* [GOAL]: Gather every line in the listing below that contains the word "small".

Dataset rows
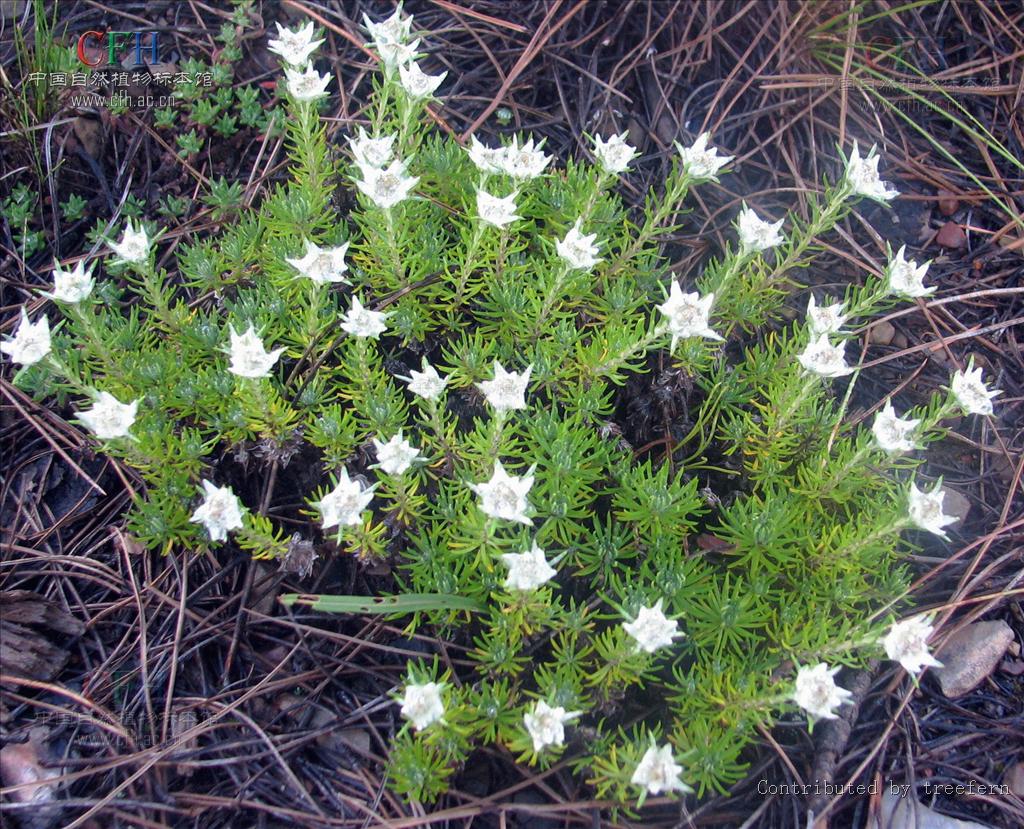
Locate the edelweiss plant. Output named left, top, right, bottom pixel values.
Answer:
left=2, top=9, right=997, bottom=803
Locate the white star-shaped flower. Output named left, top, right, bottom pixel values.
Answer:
left=476, top=189, right=522, bottom=227
left=227, top=325, right=285, bottom=378
left=43, top=259, right=96, bottom=305
left=341, top=297, right=390, bottom=340
left=348, top=127, right=397, bottom=170
left=738, top=205, right=785, bottom=253
left=313, top=468, right=377, bottom=529
left=398, top=357, right=447, bottom=400
left=949, top=359, right=1002, bottom=415
left=76, top=392, right=138, bottom=440
left=797, top=334, right=853, bottom=377
left=871, top=400, right=921, bottom=453
left=657, top=282, right=722, bottom=348
left=398, top=62, right=447, bottom=100
left=522, top=699, right=583, bottom=751
left=882, top=616, right=942, bottom=673
left=401, top=683, right=444, bottom=731
left=676, top=132, right=733, bottom=181
left=373, top=430, right=426, bottom=475
left=466, top=135, right=505, bottom=174
left=498, top=138, right=551, bottom=181
left=623, top=599, right=684, bottom=653
left=907, top=483, right=956, bottom=538
left=555, top=219, right=601, bottom=270
left=807, top=295, right=849, bottom=337
left=355, top=159, right=420, bottom=210
left=846, top=141, right=899, bottom=202
left=793, top=662, right=853, bottom=719
left=188, top=480, right=242, bottom=541
left=374, top=40, right=420, bottom=72
left=285, top=63, right=331, bottom=100
left=502, top=541, right=558, bottom=591
left=594, top=132, right=637, bottom=175
left=362, top=3, right=413, bottom=44
left=267, top=20, right=324, bottom=67
left=886, top=245, right=935, bottom=297
left=0, top=306, right=50, bottom=370
left=477, top=360, right=534, bottom=411
left=285, top=239, right=348, bottom=285
left=469, top=461, right=534, bottom=525
left=630, top=744, right=693, bottom=795
left=106, top=221, right=150, bottom=265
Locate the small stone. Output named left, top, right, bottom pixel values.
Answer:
left=939, top=190, right=959, bottom=216
left=869, top=783, right=991, bottom=829
left=942, top=486, right=971, bottom=524
left=867, top=319, right=896, bottom=345
left=935, top=619, right=1014, bottom=699
left=935, top=222, right=967, bottom=250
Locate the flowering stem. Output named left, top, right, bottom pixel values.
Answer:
left=530, top=260, right=571, bottom=340
left=588, top=322, right=669, bottom=379
left=69, top=303, right=117, bottom=367
left=383, top=208, right=409, bottom=291
left=450, top=220, right=484, bottom=312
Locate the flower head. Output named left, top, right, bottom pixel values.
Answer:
left=285, top=239, right=348, bottom=285
left=106, top=221, right=150, bottom=265
left=555, top=219, right=601, bottom=270
left=398, top=357, right=447, bottom=400
left=341, top=297, right=390, bottom=340
left=476, top=189, right=522, bottom=227
left=793, top=662, right=853, bottom=719
left=738, top=205, right=785, bottom=253
left=466, top=135, right=505, bottom=174
left=355, top=159, right=420, bottom=210
left=949, top=358, right=1002, bottom=415
left=807, top=294, right=848, bottom=337
left=362, top=3, right=413, bottom=44
left=227, top=325, right=285, bottom=378
left=498, top=138, right=551, bottom=181
left=469, top=461, right=534, bottom=525
left=267, top=20, right=324, bottom=67
left=313, top=468, right=377, bottom=529
left=657, top=282, right=722, bottom=348
left=594, top=132, right=637, bottom=175
left=43, top=259, right=96, bottom=305
left=374, top=40, right=420, bottom=72
left=502, top=541, right=558, bottom=591
left=623, top=599, right=683, bottom=653
left=373, top=430, right=425, bottom=475
left=398, top=61, right=447, bottom=99
left=676, top=132, right=733, bottom=181
left=76, top=392, right=138, bottom=440
left=882, top=616, right=942, bottom=673
left=401, top=683, right=444, bottom=731
left=477, top=360, right=534, bottom=411
left=907, top=483, right=956, bottom=538
left=522, top=699, right=583, bottom=751
left=871, top=400, right=921, bottom=453
left=188, top=480, right=242, bottom=541
left=630, top=743, right=693, bottom=795
left=348, top=127, right=397, bottom=170
left=285, top=63, right=331, bottom=100
left=846, top=141, right=899, bottom=202
left=797, top=334, right=853, bottom=377
left=0, top=306, right=50, bottom=365
left=886, top=245, right=935, bottom=297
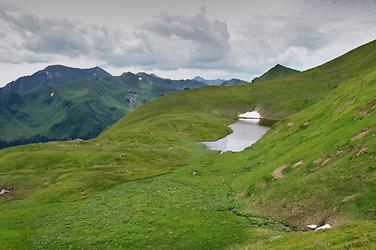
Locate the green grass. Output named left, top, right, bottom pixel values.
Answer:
left=0, top=39, right=376, bottom=249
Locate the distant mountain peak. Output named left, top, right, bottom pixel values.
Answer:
left=252, top=64, right=300, bottom=82
left=3, top=64, right=112, bottom=94
left=192, top=76, right=226, bottom=85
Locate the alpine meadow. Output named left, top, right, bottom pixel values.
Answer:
left=0, top=0, right=376, bottom=250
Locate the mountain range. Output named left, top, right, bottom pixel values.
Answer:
left=0, top=41, right=376, bottom=249
left=0, top=65, right=206, bottom=147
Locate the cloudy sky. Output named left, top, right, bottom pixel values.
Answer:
left=0, top=0, right=376, bottom=86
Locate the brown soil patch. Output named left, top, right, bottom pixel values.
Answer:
left=337, top=97, right=356, bottom=112
left=292, top=160, right=304, bottom=168
left=321, top=158, right=331, bottom=166
left=272, top=164, right=288, bottom=180
left=351, top=128, right=371, bottom=141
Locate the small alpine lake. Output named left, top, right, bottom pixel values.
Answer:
left=203, top=111, right=269, bottom=153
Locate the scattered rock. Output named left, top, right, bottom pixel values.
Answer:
left=315, top=224, right=332, bottom=230
left=337, top=97, right=356, bottom=112
left=313, top=157, right=324, bottom=165
left=292, top=160, right=304, bottom=168
left=303, top=121, right=311, bottom=126
left=272, top=164, right=288, bottom=180
left=307, top=224, right=317, bottom=230
left=351, top=128, right=371, bottom=141
left=321, top=158, right=331, bottom=166
left=0, top=188, right=10, bottom=196
left=287, top=122, right=294, bottom=127
left=342, top=194, right=356, bottom=202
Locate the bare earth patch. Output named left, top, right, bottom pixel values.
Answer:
left=272, top=164, right=288, bottom=180
left=351, top=128, right=371, bottom=141
left=292, top=160, right=304, bottom=168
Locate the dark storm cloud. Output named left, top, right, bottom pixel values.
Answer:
left=0, top=0, right=376, bottom=84
left=0, top=3, right=230, bottom=68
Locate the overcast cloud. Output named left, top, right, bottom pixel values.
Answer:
left=0, top=0, right=376, bottom=86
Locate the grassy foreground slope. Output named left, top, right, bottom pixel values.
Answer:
left=0, top=42, right=376, bottom=249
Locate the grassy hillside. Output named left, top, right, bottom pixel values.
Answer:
left=0, top=39, right=376, bottom=249
left=0, top=66, right=204, bottom=148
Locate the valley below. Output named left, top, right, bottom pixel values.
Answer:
left=0, top=41, right=376, bottom=249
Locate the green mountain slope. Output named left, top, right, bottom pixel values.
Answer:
left=0, top=65, right=204, bottom=146
left=252, top=64, right=300, bottom=82
left=0, top=39, right=376, bottom=249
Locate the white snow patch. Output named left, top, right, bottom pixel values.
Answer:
left=316, top=224, right=332, bottom=230
left=239, top=111, right=261, bottom=119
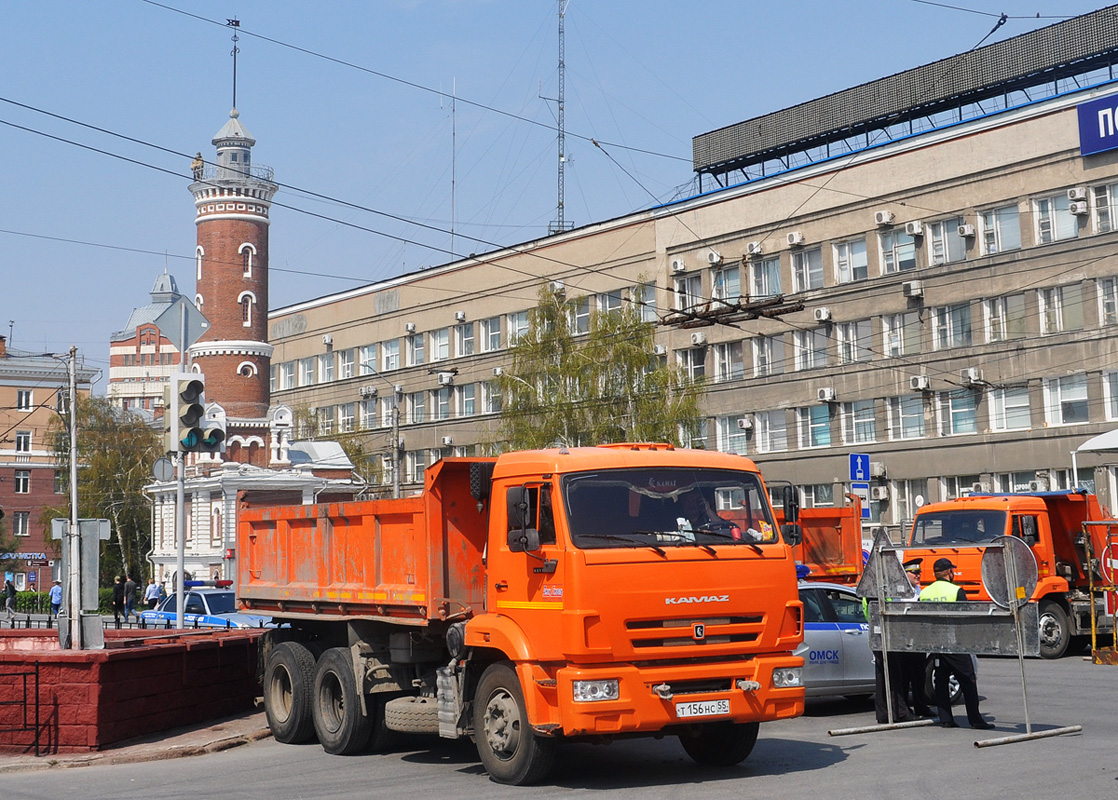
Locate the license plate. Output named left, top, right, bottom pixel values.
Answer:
left=675, top=699, right=730, bottom=720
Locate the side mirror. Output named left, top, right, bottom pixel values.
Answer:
left=780, top=522, right=804, bottom=547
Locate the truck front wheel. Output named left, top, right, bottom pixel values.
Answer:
left=680, top=722, right=760, bottom=766
left=312, top=647, right=372, bottom=755
left=474, top=664, right=556, bottom=785
left=1038, top=600, right=1071, bottom=658
left=264, top=641, right=314, bottom=744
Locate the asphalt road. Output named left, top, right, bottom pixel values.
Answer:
left=0, top=657, right=1118, bottom=800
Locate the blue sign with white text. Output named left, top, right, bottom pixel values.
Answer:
left=1076, top=94, right=1118, bottom=155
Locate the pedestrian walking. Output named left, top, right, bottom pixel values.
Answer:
left=50, top=578, right=63, bottom=617
left=113, top=575, right=124, bottom=627
left=920, top=559, right=994, bottom=731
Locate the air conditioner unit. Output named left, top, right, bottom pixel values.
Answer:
left=959, top=366, right=982, bottom=387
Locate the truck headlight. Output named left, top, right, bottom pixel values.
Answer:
left=773, top=667, right=804, bottom=689
left=574, top=678, right=620, bottom=703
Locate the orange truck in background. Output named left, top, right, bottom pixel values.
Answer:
left=237, top=445, right=804, bottom=784
left=904, top=492, right=1118, bottom=658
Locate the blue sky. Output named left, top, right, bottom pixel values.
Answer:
left=0, top=0, right=1101, bottom=384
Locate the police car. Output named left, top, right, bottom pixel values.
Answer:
left=140, top=588, right=272, bottom=628
left=796, top=581, right=873, bottom=697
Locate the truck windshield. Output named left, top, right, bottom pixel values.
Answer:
left=909, top=509, right=1005, bottom=547
left=562, top=468, right=777, bottom=549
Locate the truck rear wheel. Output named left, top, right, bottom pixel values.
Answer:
left=264, top=641, right=314, bottom=744
left=1039, top=600, right=1071, bottom=658
left=680, top=722, right=760, bottom=766
left=474, top=664, right=556, bottom=785
left=312, top=647, right=372, bottom=755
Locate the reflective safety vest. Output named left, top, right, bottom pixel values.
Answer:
left=920, top=581, right=959, bottom=602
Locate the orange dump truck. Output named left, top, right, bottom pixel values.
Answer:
left=904, top=492, right=1118, bottom=658
left=237, top=445, right=804, bottom=784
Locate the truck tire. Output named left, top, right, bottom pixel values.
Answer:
left=264, top=641, right=314, bottom=744
left=311, top=647, right=372, bottom=755
left=680, top=722, right=760, bottom=766
left=474, top=664, right=556, bottom=787
left=385, top=697, right=438, bottom=735
left=1039, top=600, right=1071, bottom=658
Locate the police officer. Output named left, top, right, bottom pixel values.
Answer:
left=920, top=559, right=994, bottom=731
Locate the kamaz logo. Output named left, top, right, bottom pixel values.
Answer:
left=664, top=594, right=730, bottom=606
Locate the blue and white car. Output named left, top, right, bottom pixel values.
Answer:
left=140, top=589, right=272, bottom=628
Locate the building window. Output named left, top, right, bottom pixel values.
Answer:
left=1044, top=372, right=1090, bottom=425
left=454, top=322, right=474, bottom=359
left=754, top=409, right=788, bottom=453
left=509, top=311, right=529, bottom=346
left=983, top=295, right=1025, bottom=342
left=978, top=206, right=1021, bottom=256
left=714, top=342, right=746, bottom=381
left=1036, top=284, right=1083, bottom=336
left=989, top=385, right=1032, bottom=431
left=567, top=297, right=590, bottom=339
left=879, top=230, right=916, bottom=275
left=711, top=267, right=741, bottom=305
left=675, top=347, right=707, bottom=381
left=835, top=320, right=873, bottom=364
left=927, top=217, right=967, bottom=265
left=749, top=258, right=780, bottom=297
left=796, top=404, right=831, bottom=450
left=881, top=311, right=920, bottom=358
left=889, top=394, right=923, bottom=439
left=793, top=327, right=827, bottom=370
left=931, top=303, right=970, bottom=350
left=380, top=339, right=400, bottom=372
left=842, top=400, right=878, bottom=445
left=939, top=389, right=978, bottom=436
left=834, top=239, right=870, bottom=284
left=1033, top=192, right=1079, bottom=245
left=716, top=417, right=748, bottom=456
left=754, top=335, right=784, bottom=378
left=338, top=347, right=353, bottom=380
left=792, top=247, right=823, bottom=292
left=482, top=316, right=501, bottom=353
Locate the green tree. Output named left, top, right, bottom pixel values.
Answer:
left=496, top=285, right=702, bottom=449
left=40, top=397, right=163, bottom=584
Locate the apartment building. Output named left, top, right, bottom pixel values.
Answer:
left=263, top=8, right=1118, bottom=525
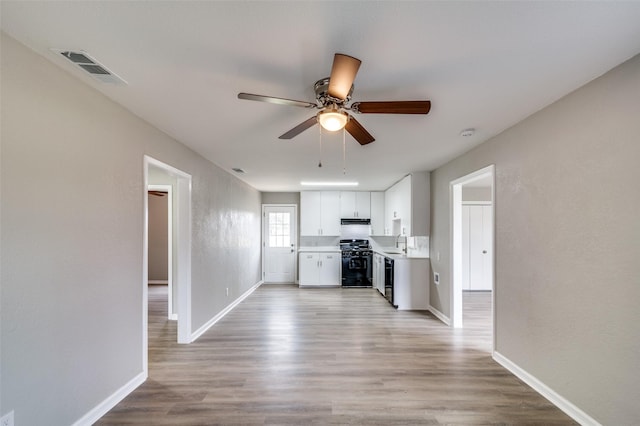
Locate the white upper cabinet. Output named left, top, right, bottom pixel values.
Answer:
left=320, top=191, right=341, bottom=236
left=300, top=191, right=340, bottom=236
left=371, top=192, right=385, bottom=235
left=340, top=191, right=371, bottom=219
left=384, top=172, right=431, bottom=240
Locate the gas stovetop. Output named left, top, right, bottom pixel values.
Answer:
left=340, top=240, right=371, bottom=251
left=340, top=240, right=371, bottom=257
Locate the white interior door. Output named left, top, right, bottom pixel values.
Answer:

* [PROBLEM SOLUTION]:
Locate the small stone. Output named left, top, right, bottom pixel values.
Locate the small alpine lake. Output named left, top, right, bottom pixel values.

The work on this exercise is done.